--- START Raw data ---
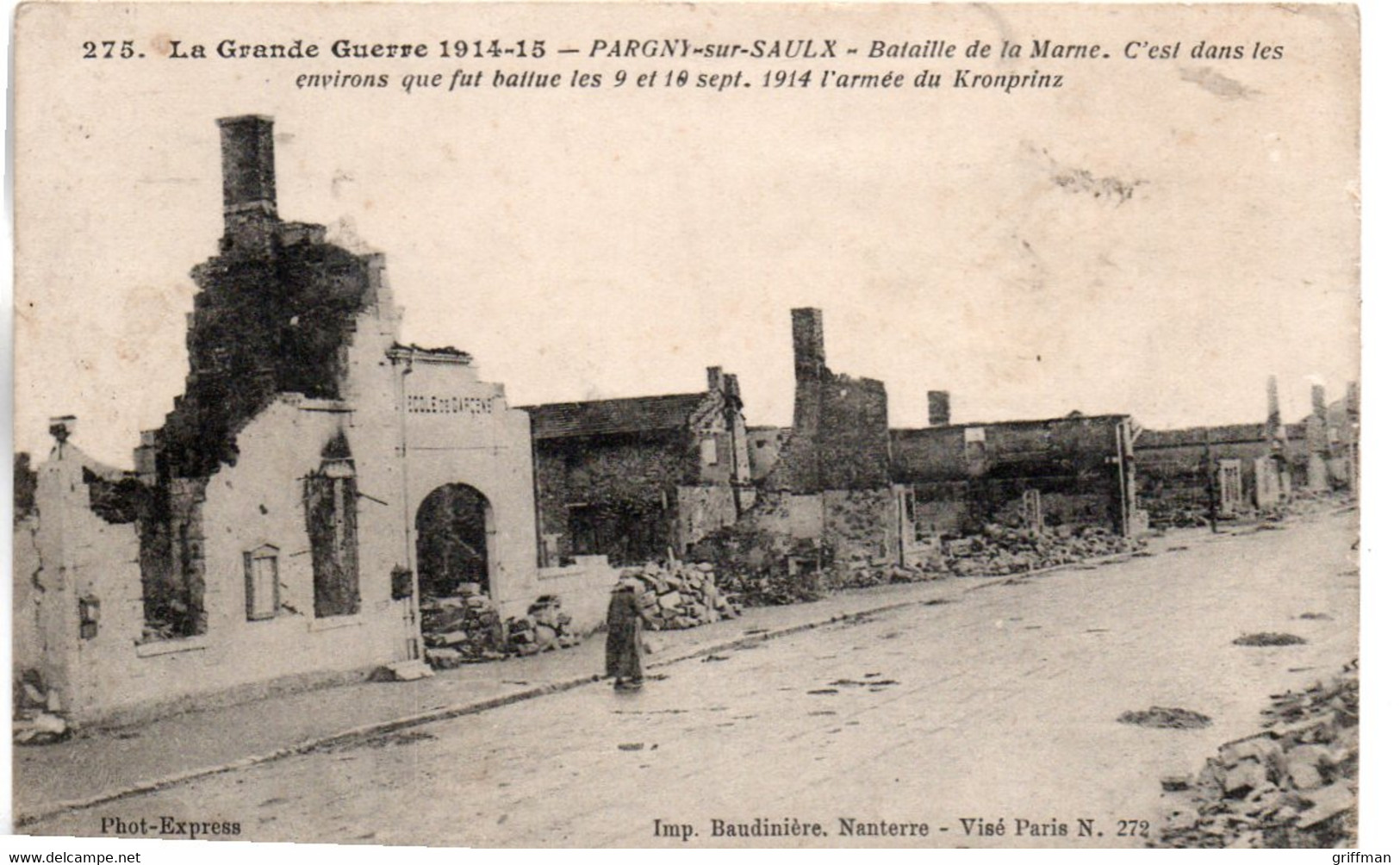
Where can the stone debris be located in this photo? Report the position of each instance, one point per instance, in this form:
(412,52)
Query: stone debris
(1000,551)
(403,670)
(35,714)
(1167,719)
(1269,638)
(682,596)
(466,629)
(1291,786)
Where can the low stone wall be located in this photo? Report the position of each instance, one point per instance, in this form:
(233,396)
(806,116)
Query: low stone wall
(582,588)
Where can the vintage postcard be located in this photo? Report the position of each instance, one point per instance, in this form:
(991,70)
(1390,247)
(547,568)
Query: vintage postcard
(688,425)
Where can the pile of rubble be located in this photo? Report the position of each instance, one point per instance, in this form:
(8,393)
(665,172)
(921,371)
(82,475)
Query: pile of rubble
(681,595)
(1000,551)
(542,629)
(466,629)
(1291,786)
(35,719)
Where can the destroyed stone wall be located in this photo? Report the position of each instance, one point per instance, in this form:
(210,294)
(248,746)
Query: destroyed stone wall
(584,588)
(701,511)
(111,669)
(192,578)
(26,644)
(627,483)
(26,482)
(839,437)
(482,443)
(972,475)
(1172,476)
(765,444)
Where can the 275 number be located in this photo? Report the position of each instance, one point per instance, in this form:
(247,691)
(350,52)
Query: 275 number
(109,49)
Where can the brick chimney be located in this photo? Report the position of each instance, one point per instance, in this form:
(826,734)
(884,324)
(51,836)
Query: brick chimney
(714,378)
(940,408)
(808,343)
(731,385)
(250,183)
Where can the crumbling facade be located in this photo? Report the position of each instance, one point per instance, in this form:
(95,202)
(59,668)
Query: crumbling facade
(828,492)
(1073,472)
(279,526)
(1249,470)
(640,479)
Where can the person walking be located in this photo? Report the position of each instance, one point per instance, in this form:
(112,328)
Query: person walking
(625,625)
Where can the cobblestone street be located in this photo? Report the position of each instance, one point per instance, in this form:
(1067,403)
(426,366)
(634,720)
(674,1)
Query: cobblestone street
(996,704)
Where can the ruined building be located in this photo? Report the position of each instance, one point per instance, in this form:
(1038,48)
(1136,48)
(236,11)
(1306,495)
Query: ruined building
(824,482)
(315,477)
(640,479)
(1249,468)
(1073,472)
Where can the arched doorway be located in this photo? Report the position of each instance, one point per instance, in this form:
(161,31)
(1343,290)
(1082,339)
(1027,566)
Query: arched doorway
(454,533)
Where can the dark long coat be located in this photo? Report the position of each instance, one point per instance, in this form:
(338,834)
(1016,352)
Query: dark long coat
(625,634)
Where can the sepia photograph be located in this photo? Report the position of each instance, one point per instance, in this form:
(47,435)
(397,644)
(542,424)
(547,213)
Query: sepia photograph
(664,426)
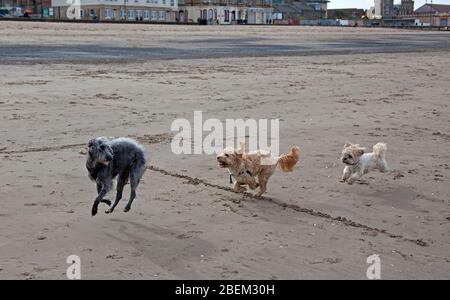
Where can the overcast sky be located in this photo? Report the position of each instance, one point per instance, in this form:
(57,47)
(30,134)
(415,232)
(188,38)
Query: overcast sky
(368,3)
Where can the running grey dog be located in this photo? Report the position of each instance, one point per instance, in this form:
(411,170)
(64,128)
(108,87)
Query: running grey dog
(123,158)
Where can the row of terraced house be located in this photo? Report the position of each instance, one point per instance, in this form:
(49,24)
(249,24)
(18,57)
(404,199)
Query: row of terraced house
(181,11)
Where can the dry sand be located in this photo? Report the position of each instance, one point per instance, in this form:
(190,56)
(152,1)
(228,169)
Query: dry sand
(185,222)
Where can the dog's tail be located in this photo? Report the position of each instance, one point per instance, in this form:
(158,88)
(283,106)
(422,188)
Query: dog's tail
(287,162)
(380,150)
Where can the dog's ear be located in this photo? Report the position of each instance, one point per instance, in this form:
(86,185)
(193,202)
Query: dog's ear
(360,151)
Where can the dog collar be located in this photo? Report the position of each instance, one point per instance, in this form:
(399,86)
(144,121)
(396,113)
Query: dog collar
(240,173)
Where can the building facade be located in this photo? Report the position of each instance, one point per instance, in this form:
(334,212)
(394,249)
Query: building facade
(225,11)
(30,7)
(295,11)
(433,15)
(117,10)
(384,9)
(406,8)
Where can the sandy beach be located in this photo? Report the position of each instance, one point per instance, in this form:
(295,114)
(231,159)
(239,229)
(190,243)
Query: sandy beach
(63,84)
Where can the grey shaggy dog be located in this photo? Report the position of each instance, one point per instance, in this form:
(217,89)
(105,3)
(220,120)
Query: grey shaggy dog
(123,158)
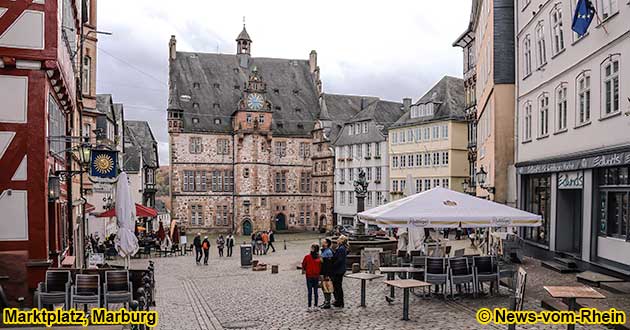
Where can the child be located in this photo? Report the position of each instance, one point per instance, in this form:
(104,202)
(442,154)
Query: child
(312,267)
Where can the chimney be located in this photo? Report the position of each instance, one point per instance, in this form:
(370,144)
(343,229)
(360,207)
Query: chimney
(172,48)
(406,104)
(312,61)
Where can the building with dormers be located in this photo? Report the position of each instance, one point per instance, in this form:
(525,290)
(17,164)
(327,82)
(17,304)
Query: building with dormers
(428,144)
(361,144)
(241,141)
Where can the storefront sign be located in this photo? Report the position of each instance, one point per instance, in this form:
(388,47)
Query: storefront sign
(571,180)
(615,159)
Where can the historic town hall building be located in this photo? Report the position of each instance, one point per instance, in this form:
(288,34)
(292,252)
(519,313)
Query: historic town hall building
(241,138)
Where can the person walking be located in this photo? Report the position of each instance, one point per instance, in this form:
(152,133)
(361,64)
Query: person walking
(339,269)
(311,264)
(265,239)
(271,240)
(205,245)
(197,244)
(229,242)
(220,244)
(325,273)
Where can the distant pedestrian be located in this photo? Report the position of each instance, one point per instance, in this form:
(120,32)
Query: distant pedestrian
(271,240)
(339,269)
(229,242)
(325,273)
(311,264)
(265,238)
(197,244)
(205,245)
(220,244)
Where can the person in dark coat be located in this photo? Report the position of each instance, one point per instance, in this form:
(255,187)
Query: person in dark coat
(327,262)
(197,244)
(339,269)
(205,246)
(229,243)
(272,239)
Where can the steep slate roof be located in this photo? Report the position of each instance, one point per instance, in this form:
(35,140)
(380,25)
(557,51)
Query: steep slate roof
(104,105)
(291,78)
(139,142)
(448,98)
(381,115)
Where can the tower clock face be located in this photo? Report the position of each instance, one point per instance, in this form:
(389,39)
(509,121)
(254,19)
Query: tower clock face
(255,101)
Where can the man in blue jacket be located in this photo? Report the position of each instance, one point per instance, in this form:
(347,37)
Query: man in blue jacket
(339,269)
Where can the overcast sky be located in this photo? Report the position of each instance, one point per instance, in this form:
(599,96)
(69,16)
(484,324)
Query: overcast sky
(390,49)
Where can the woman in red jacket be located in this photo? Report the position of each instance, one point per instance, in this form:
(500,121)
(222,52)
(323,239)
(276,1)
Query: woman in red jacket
(312,266)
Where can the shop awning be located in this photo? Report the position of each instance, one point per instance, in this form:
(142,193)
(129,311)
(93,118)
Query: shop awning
(445,208)
(141,212)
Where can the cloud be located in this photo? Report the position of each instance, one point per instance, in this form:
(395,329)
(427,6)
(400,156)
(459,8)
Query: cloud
(390,49)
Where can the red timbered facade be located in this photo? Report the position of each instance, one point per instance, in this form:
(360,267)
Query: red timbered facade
(38,43)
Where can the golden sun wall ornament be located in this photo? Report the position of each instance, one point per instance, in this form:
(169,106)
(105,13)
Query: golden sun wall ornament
(103,164)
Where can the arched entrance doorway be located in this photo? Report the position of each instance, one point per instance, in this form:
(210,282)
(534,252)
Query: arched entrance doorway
(281,221)
(247,227)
--- END Raw data ---
Directions for this task
Except for the pictures, copy the material above exactly.

Reply
Where can the stone debris be located in this photo? Report the position of each instance, one point per instance, in this form:
(412,52)
Query: stone debris
(1000,551)
(403,670)
(35,714)
(1167,719)
(1269,638)
(682,596)
(466,629)
(1291,786)
Where can the low stone wall be located in this photo? Report the position of each instance, one point per instance, in this form:
(233,396)
(806,116)
Query: low stone wall
(582,588)
Where can the vintage postcard be located in this photo? Report the position of each instance, one point per instance, in this form:
(991,70)
(1390,247)
(547,568)
Query: vintage postcard
(688,425)
Where can the pile of rubble be located in this photo? Report the position of each instance, one point per instance, in this form:
(8,393)
(665,172)
(921,371)
(82,475)
Query: pile of rubble
(681,595)
(1000,551)
(542,629)
(466,629)
(1291,786)
(35,719)
Where can the destroyed stone wall be located in this photo? Report the position of each instance, one point per instance, in this form:
(210,294)
(248,746)
Query: destroyed stone wall
(584,588)
(701,511)
(111,669)
(192,578)
(26,644)
(627,483)
(26,482)
(839,437)
(482,443)
(972,475)
(1172,476)
(765,444)
Where can the 275 number be located in this photo? Report the position of each instance, one point per instance, in this form:
(247,691)
(350,52)
Query: 275 number
(109,49)
Where can the brick chimney be located in this photo? Report the position of each instance, one point per instance, in this form:
(826,734)
(884,324)
(51,836)
Query: brick chimney
(714,378)
(940,408)
(808,343)
(731,385)
(250,183)
Where can the crumbling facade be located in this photo? Report the position of each instance, one point per instance, in this form:
(95,202)
(59,668)
Query: crumbling facade
(828,492)
(1073,472)
(279,526)
(1249,470)
(640,479)
Where can the person walking be located in this photo? Report the position of each instance, one point per instance, in this form:
(112,328)
Query: person walking
(625,625)
Where can the cobblestone street be located in this photo? Report the position of each instance, one point per instance, in this form:
(1067,403)
(426,366)
(634,720)
(674,1)
Query: cobblestone street
(996,704)
Where can the ruined building be located in this photo? Report the position of each instance, one point per instance, in this form:
(1038,48)
(1136,48)
(236,11)
(1306,495)
Query: ruined building
(824,482)
(315,477)
(640,479)
(1249,468)
(1073,472)
Where can the arched doorway be located in this photo? Report the position of each instance, one point per instance, in this form:
(161,31)
(1343,290)
(1082,339)
(1027,566)
Query: arched doorway
(454,533)
Where can the dark long coat be located in this photo? Report the position of each instance, one point per instance, in this form:
(338,834)
(1016,352)
Query: dark long coat
(625,634)
Where can the sepia photograph be located in this photo? Report the position of each instance, one point per instance, in this form:
(47,435)
(397,644)
(542,424)
(547,213)
Query: sepia photograph
(664,426)
Where can the overcast sky be located in this photo? Report the position of each instance, one point per instance, in this form:
(57,47)
(30,134)
(415,232)
(188,38)
Query: overcast sky
(368,3)
Where can the running grey dog be located in this photo? Report the position of each instance, one point per instance, in this form:
(411,170)
(64,128)
(108,87)
Query: running grey dog
(123,158)
Where can the row of terraced house be located in this photo? Report the position of each instance, one point per instance, in this form:
(49,24)
(249,24)
(18,57)
(404,199)
Query: row of terraced house
(181,11)
Where can the dry sand be located in this photo? Report the position of each instance, one point per instance, in this form:
(190,56)
(152,1)
(228,169)
Query: dry sand
(185,222)
Where can the dog's tail be located in this photo? Report the position of each instance, one point per instance, in this form:
(158,88)
(283,106)
(422,188)
Query: dog's tail
(287,162)
(380,150)
Where can the dog's ear be located in this photo? Report the position of each instance, one point per instance, in this form:
(86,185)
(193,202)
Query: dog's ear
(360,151)
Where can the dog collar be located in this photo? Report the position of each instance, one point per instance, in this form:
(399,86)
(144,121)
(396,113)
Query: dog collar
(240,173)
Where can the building facade be located in this photo? Report the position of each instance, one point per instance, in this form:
(334,212)
(394,249)
Query: building facade
(225,11)
(30,7)
(295,11)
(433,15)
(117,10)
(384,9)
(406,8)
Where can the sandy beach be located in this photo? Report the position of each instance, one point per instance, in this form:
(295,114)
(231,159)
(239,229)
(190,243)
Query: sandy beach
(63,84)
Where can the grey shaggy dog be located in this photo? Report the position of each instance, one point per instance, in this form:
(217,89)
(105,3)
(220,120)
Query: grey shaggy dog
(123,158)
Where can the child be located in this photo? Report the position of each instance, one point per instance, in this form:
(104,202)
(442,154)
Query: child
(312,267)
Where can the chimney be located in this photo? Report the position of each instance, one point per instance, in this form:
(370,144)
(343,229)
(360,207)
Query: chimney
(172,48)
(406,104)
(312,61)
Where can the building with dormers be located in this photo? Report the position of each instance, one point per instance, in this form:
(525,290)
(17,164)
(327,82)
(17,304)
Query: building with dormers
(428,144)
(361,144)
(241,141)
Where can the storefront sign be located in this photo? Report the position of each instance, one point per instance, in this form:
(388,47)
Query: storefront sign
(571,180)
(615,159)
Where can the historic town hall building be located in this photo? Report the position of each instance, one point per instance, in this form:
(288,34)
(292,252)
(519,313)
Query: historic town hall building
(241,138)
Where can the person walking be located in this photo? Report the position of each instance, one point per instance, in this form:
(152,133)
(361,64)
Query: person walking
(339,269)
(311,264)
(265,239)
(271,240)
(205,245)
(197,244)
(229,242)
(220,244)
(325,273)
Where can the distant pedestrian be located in this photo? Report the position of each instance, one point per instance, in this form:
(120,32)
Query: distant pedestrian
(271,240)
(339,269)
(229,242)
(325,273)
(311,264)
(265,238)
(197,244)
(205,245)
(220,244)
Where can the person in dark coat be located in this photo? Report the position of each instance, one point per instance, in this form:
(255,187)
Query: person in dark coat
(327,262)
(197,244)
(339,269)
(205,246)
(229,243)
(272,239)
Where can the steep slate roof be located in this photo? Report the position of each instance, one point per instance, in this form:
(35,140)
(380,25)
(557,51)
Query: steep slate roof
(104,105)
(291,78)
(139,142)
(448,98)
(381,115)
Where can the tower clock face be located in this photo? Report the position of each instance, one point per instance, in this form:
(389,39)
(509,121)
(254,19)
Query: tower clock face
(255,101)
Where can the man in blue jacket be located in this photo? Report the position of each instance, one point per instance, in this form:
(347,37)
Query: man in blue jacket
(339,269)
Where can the overcast sky be located in this photo? Report the position of each instance, one point per instance, in this form:
(599,96)
(69,16)
(484,324)
Query: overcast sky
(390,49)
Where can the woman in red jacket be located in this photo? Report the position of each instance, one point per instance, in this form:
(500,121)
(222,52)
(323,239)
(276,1)
Query: woman in red jacket
(312,266)
Where can the shop awning be located in this photo? Report the position of each instance, one point per instance, in this form:
(142,193)
(129,311)
(93,118)
Query: shop awning
(445,208)
(141,212)
Where can the cloud be located in this photo? Report the position of each instance, one point per instance, in this form:
(395,329)
(427,6)
(400,156)
(459,8)
Query: cloud
(390,49)
Where can the red timbered facade be located in this photo? Report the position of each instance, one point per instance, in this form:
(360,267)
Query: red timbered facade
(38,43)
Where can the golden sun wall ornament be located in this photo? Report the position of each instance, one point per instance, in this form:
(169,106)
(105,13)
Query: golden sun wall ornament
(103,164)
Where can the arched entrance doorway be located in this photo? Report the position of each instance, one point per instance, in this form:
(210,282)
(534,252)
Query: arched entrance doorway
(281,221)
(247,227)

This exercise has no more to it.